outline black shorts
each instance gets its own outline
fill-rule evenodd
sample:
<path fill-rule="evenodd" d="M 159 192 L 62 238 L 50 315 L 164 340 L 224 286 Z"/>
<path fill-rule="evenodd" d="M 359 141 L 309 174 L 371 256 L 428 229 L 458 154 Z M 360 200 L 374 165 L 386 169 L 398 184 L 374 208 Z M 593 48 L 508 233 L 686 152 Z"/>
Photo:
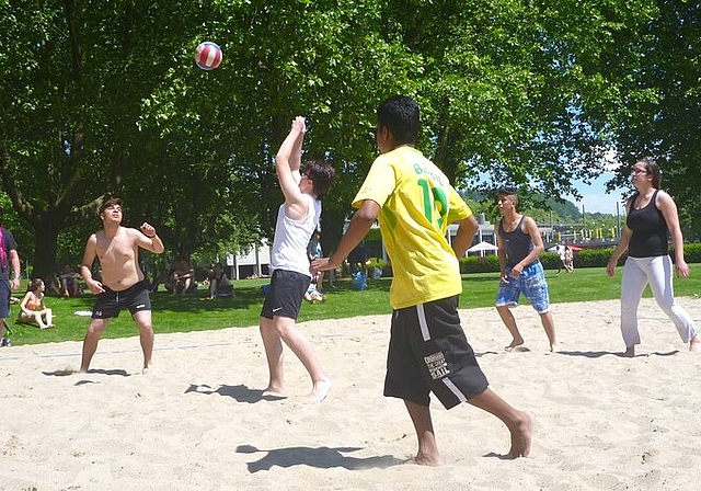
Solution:
<path fill-rule="evenodd" d="M 275 270 L 265 295 L 261 317 L 287 317 L 297 320 L 311 276 L 295 271 Z"/>
<path fill-rule="evenodd" d="M 487 386 L 460 324 L 458 296 L 393 311 L 386 397 L 428 406 L 433 391 L 450 409 Z"/>
<path fill-rule="evenodd" d="M 141 310 L 151 310 L 150 289 L 146 279 L 122 292 L 112 290 L 105 285 L 102 287 L 105 290 L 95 298 L 95 306 L 92 309 L 93 319 L 119 317 L 119 311 L 124 308 L 128 308 L 131 315 Z"/>

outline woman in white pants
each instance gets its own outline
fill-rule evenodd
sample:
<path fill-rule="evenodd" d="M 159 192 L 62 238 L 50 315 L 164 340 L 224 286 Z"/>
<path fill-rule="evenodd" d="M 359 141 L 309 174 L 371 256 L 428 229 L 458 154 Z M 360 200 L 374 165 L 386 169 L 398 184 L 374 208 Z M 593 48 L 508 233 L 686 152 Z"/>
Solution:
<path fill-rule="evenodd" d="M 606 266 L 613 276 L 619 258 L 628 251 L 621 282 L 621 333 L 625 343 L 625 356 L 635 355 L 640 344 L 637 306 L 645 286 L 650 287 L 657 305 L 671 319 L 679 336 L 689 343 L 689 351 L 701 352 L 701 339 L 691 316 L 677 304 L 673 288 L 673 264 L 668 254 L 668 239 L 675 251 L 677 273 L 689 276 L 683 259 L 683 239 L 679 228 L 677 205 L 671 196 L 659 190 L 659 165 L 644 158 L 631 170 L 631 182 L 636 193 L 627 203 L 628 216 L 623 235 Z"/>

______________________________

What you should do. Please lay out the lines of all the records above as a numbered list, leaving out blank lines and the pictures.

Answer to the problem.
1. outline black shorts
2. each instance gets its own outline
3. fill-rule evenodd
4. sample:
5. <path fill-rule="evenodd" d="M 159 192 L 62 238 L 50 315 L 164 340 L 224 286 Z"/>
6. <path fill-rule="evenodd" d="M 359 141 L 309 174 L 371 256 L 428 229 L 458 154 Z M 360 200 L 374 165 L 386 169 L 398 184 L 374 208 Z M 593 48 L 508 233 L 686 152 Z"/>
7. Photo:
8. Solution:
9. <path fill-rule="evenodd" d="M 275 270 L 265 295 L 261 317 L 287 317 L 297 320 L 311 276 L 295 271 Z"/>
10. <path fill-rule="evenodd" d="M 487 386 L 460 324 L 458 296 L 393 311 L 386 397 L 428 406 L 433 391 L 450 409 Z"/>
11. <path fill-rule="evenodd" d="M 141 310 L 151 310 L 150 289 L 146 279 L 122 292 L 112 290 L 105 285 L 102 287 L 105 290 L 95 298 L 95 306 L 92 309 L 93 319 L 119 317 L 119 311 L 124 308 L 128 308 L 131 315 Z"/>
12. outline woman in white pants
13. each instance gets its own outline
14. fill-rule evenodd
15. sample:
16. <path fill-rule="evenodd" d="M 159 192 L 62 238 L 50 315 L 164 340 L 224 286 Z"/>
17. <path fill-rule="evenodd" d="M 359 141 L 309 174 L 371 256 L 428 229 L 458 154 Z M 360 200 L 374 165 L 386 169 L 398 184 L 374 208 Z M 593 48 L 508 233 L 686 152 Z"/>
18. Solution:
19. <path fill-rule="evenodd" d="M 606 266 L 613 276 L 619 258 L 628 251 L 621 282 L 621 333 L 625 343 L 625 356 L 635 355 L 640 344 L 637 306 L 645 286 L 650 287 L 657 305 L 671 319 L 679 336 L 689 343 L 689 351 L 701 352 L 701 339 L 691 316 L 677 304 L 673 288 L 673 264 L 668 254 L 668 239 L 675 251 L 677 273 L 689 276 L 683 259 L 683 239 L 679 228 L 677 205 L 671 196 L 659 190 L 659 165 L 644 158 L 631 170 L 631 182 L 636 193 L 627 203 L 628 216 L 623 235 Z"/>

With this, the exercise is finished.